## AIM
Pull out each line of the records that contains the string "street". Matching is case-sensitive.

§ §

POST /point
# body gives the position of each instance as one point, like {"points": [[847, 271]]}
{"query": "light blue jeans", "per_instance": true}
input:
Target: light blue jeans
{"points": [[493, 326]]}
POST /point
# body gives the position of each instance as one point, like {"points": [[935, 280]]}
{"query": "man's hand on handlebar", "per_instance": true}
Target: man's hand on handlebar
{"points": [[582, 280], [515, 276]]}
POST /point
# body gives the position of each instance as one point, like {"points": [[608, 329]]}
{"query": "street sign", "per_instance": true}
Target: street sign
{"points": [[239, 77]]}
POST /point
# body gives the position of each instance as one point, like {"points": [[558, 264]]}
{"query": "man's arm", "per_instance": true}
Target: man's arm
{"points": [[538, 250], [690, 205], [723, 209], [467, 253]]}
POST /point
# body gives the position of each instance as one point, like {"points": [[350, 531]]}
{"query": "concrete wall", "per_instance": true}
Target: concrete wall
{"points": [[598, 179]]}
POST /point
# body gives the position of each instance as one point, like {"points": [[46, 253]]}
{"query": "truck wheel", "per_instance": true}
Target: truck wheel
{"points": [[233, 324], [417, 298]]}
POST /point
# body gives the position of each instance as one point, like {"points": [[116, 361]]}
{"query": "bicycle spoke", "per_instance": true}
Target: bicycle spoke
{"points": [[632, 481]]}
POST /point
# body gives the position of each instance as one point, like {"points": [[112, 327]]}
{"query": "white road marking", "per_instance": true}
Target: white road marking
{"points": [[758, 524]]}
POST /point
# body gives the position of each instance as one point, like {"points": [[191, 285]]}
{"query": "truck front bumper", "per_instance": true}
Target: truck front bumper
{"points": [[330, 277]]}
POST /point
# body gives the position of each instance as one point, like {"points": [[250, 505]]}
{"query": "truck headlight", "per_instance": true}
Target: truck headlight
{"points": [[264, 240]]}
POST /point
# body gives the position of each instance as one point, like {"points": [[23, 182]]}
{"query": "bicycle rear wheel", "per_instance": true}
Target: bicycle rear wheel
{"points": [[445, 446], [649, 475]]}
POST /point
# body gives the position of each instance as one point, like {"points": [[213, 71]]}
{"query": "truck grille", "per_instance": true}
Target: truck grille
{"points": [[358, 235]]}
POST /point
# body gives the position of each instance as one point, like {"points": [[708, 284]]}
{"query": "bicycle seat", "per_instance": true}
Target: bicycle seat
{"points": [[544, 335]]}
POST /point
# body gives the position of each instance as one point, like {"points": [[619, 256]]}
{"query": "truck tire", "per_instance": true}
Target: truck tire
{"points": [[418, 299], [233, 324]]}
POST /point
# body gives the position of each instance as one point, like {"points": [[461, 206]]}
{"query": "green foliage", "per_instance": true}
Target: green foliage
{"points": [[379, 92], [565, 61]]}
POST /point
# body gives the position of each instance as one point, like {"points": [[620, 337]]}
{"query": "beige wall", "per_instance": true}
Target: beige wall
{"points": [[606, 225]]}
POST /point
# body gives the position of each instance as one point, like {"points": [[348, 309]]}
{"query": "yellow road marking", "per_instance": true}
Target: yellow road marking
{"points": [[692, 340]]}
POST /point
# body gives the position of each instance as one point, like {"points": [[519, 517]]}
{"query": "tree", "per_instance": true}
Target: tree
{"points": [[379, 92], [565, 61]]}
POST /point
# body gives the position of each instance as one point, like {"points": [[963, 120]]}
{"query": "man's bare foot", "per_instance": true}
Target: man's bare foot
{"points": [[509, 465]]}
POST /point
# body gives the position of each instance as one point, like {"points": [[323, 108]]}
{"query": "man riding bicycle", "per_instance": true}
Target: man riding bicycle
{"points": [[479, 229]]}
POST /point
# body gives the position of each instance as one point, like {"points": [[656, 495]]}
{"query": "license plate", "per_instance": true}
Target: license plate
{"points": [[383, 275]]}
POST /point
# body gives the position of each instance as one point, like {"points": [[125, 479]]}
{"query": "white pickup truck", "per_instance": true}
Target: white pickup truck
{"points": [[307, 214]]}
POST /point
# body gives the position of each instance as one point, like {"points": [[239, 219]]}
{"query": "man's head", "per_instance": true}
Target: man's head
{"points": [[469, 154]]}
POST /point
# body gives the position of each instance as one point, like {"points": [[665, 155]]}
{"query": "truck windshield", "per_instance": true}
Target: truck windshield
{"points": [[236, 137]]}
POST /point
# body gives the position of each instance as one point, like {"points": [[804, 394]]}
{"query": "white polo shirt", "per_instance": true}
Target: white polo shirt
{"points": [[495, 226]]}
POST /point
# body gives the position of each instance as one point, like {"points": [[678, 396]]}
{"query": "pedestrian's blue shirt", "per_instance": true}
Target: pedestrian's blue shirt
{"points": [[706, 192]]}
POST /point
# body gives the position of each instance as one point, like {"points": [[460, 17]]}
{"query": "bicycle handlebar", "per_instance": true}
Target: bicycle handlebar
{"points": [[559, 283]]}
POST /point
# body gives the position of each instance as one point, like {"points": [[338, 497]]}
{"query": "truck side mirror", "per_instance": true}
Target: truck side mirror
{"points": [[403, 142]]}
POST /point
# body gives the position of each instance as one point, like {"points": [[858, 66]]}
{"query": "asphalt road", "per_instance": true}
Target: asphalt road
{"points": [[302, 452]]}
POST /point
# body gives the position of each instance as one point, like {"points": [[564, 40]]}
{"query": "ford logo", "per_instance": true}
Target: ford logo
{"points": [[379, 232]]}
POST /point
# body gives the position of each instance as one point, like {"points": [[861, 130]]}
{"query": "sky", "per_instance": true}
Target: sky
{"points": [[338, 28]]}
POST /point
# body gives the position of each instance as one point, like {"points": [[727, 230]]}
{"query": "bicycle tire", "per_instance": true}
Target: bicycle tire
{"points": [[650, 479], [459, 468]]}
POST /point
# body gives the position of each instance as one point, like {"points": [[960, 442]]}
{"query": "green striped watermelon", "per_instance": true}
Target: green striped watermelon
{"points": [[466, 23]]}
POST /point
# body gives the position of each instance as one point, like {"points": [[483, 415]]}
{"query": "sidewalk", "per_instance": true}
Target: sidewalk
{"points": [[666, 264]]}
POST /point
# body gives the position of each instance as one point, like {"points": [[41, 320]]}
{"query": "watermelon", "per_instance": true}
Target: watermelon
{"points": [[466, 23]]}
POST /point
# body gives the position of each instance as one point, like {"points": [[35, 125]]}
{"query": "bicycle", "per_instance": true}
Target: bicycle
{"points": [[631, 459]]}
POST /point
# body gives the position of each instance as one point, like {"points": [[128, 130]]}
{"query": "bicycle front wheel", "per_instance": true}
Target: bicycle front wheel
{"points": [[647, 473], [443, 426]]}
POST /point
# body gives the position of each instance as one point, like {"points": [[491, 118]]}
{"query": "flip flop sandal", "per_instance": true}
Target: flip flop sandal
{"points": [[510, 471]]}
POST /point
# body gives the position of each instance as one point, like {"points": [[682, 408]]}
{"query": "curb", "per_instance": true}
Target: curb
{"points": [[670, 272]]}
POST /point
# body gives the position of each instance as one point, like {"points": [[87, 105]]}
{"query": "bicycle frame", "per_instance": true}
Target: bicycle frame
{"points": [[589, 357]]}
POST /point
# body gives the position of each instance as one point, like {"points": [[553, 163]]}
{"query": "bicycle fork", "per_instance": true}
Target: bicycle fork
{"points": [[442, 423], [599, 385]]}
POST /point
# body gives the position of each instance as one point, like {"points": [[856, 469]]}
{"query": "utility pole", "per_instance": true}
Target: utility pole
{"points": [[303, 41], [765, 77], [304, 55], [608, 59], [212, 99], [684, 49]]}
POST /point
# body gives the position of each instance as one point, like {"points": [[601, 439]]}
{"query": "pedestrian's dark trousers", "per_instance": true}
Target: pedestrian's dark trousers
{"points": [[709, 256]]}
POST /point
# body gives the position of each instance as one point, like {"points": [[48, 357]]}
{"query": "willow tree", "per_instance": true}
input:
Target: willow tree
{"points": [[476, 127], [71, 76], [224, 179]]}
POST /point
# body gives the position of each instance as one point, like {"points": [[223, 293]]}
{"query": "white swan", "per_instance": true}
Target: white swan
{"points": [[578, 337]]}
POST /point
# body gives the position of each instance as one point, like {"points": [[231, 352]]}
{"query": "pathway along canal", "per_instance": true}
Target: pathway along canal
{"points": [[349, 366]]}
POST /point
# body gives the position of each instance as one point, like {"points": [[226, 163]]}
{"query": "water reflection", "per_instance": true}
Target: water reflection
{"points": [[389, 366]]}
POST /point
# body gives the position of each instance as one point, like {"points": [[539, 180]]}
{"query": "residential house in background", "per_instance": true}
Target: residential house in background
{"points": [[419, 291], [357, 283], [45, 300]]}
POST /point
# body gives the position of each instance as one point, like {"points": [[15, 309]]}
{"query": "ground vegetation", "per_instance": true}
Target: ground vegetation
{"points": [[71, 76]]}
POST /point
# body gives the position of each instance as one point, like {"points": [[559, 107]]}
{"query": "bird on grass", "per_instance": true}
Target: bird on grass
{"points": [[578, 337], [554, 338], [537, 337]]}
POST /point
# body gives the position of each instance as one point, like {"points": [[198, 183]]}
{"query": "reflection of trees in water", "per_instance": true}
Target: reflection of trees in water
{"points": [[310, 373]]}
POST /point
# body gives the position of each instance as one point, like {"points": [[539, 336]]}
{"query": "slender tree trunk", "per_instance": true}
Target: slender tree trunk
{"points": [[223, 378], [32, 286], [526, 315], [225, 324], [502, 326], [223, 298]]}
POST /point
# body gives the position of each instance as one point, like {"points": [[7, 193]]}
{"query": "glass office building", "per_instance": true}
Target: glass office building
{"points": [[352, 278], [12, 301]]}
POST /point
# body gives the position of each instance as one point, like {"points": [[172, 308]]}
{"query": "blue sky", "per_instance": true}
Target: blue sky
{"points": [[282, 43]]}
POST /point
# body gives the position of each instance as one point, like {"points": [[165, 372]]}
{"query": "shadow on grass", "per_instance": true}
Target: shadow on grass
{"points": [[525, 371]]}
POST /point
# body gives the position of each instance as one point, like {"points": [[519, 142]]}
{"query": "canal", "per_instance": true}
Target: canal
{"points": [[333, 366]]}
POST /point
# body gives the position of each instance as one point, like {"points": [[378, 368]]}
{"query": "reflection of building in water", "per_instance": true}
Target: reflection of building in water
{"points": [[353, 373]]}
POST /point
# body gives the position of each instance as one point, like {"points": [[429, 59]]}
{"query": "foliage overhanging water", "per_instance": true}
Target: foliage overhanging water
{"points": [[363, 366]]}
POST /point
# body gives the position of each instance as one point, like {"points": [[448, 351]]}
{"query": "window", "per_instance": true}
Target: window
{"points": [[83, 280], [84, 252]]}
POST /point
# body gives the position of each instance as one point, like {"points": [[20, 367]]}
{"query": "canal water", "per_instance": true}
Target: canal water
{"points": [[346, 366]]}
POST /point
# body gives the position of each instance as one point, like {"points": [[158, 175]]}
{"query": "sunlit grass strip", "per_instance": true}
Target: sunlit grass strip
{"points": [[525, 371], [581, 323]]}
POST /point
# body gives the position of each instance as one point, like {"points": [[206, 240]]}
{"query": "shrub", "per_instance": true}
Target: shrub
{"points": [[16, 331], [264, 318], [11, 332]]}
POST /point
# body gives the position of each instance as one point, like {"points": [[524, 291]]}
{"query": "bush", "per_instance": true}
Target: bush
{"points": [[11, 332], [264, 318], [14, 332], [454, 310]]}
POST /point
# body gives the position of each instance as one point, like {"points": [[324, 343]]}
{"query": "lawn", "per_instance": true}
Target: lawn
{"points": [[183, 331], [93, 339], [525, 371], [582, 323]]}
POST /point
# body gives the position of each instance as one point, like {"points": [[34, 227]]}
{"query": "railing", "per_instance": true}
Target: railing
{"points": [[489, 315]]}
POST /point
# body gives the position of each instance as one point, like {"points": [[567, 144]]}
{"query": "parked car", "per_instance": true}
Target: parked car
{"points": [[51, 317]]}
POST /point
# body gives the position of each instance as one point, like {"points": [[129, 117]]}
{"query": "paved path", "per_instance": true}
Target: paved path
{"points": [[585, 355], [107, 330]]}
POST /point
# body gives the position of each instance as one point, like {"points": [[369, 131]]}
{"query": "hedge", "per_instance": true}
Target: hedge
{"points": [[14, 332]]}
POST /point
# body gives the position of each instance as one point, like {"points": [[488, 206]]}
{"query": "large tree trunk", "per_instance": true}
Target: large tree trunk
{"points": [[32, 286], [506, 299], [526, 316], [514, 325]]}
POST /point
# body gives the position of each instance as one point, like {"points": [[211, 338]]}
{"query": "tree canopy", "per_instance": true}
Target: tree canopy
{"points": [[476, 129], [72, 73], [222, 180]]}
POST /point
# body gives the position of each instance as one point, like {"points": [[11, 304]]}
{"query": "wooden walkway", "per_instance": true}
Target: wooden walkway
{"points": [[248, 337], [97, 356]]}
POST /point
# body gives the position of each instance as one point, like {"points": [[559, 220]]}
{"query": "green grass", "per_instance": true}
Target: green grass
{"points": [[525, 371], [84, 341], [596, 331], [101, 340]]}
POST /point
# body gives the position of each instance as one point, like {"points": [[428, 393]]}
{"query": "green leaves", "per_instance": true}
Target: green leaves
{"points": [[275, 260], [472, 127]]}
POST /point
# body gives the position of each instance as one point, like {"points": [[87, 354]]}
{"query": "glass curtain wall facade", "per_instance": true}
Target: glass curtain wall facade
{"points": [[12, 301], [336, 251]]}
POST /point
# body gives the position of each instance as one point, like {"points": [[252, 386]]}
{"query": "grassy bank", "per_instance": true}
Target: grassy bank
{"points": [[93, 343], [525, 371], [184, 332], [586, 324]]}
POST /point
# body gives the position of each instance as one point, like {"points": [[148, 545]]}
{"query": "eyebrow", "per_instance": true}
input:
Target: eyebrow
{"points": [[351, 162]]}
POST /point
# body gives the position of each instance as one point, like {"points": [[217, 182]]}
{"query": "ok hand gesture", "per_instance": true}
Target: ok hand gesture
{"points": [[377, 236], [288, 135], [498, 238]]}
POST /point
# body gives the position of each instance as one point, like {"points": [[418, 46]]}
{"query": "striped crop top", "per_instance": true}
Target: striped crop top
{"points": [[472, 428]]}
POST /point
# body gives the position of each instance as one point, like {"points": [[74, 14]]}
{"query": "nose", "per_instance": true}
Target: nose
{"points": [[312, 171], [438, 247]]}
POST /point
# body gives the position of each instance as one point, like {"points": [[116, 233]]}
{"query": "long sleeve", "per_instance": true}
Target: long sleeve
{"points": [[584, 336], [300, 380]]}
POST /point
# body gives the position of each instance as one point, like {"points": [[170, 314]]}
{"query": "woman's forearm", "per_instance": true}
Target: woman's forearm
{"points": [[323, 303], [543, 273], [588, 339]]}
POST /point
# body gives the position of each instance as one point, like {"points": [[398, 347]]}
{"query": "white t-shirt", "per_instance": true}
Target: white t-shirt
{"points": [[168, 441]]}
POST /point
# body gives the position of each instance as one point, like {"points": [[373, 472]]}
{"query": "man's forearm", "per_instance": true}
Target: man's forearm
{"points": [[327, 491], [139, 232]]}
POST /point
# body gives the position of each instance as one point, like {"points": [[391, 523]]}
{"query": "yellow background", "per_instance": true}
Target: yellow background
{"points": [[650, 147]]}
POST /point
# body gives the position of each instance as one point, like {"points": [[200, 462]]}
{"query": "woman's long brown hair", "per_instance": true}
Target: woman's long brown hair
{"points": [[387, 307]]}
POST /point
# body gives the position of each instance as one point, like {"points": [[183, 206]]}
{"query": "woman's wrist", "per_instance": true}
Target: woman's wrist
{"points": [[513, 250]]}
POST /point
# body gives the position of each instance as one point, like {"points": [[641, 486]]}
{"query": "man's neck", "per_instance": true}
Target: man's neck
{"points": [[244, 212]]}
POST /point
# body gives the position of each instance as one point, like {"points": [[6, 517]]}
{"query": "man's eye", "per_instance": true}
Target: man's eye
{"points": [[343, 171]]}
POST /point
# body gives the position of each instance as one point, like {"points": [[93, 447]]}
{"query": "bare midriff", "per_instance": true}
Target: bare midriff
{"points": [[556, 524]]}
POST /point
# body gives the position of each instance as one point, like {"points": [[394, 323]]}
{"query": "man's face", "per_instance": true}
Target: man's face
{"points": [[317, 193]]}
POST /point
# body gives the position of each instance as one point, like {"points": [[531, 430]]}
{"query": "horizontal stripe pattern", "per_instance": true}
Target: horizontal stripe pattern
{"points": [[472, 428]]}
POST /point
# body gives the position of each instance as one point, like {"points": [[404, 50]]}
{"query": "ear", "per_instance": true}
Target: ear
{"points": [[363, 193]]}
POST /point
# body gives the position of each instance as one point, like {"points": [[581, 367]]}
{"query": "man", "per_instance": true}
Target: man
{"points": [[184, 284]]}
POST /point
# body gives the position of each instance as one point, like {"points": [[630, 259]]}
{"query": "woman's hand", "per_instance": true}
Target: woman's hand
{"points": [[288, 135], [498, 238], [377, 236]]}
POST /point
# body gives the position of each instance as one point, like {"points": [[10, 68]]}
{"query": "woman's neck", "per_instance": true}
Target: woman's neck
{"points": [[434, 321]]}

§ §

## TASK RESULT
{"query": "street sign", "per_instance": true}
Target: street sign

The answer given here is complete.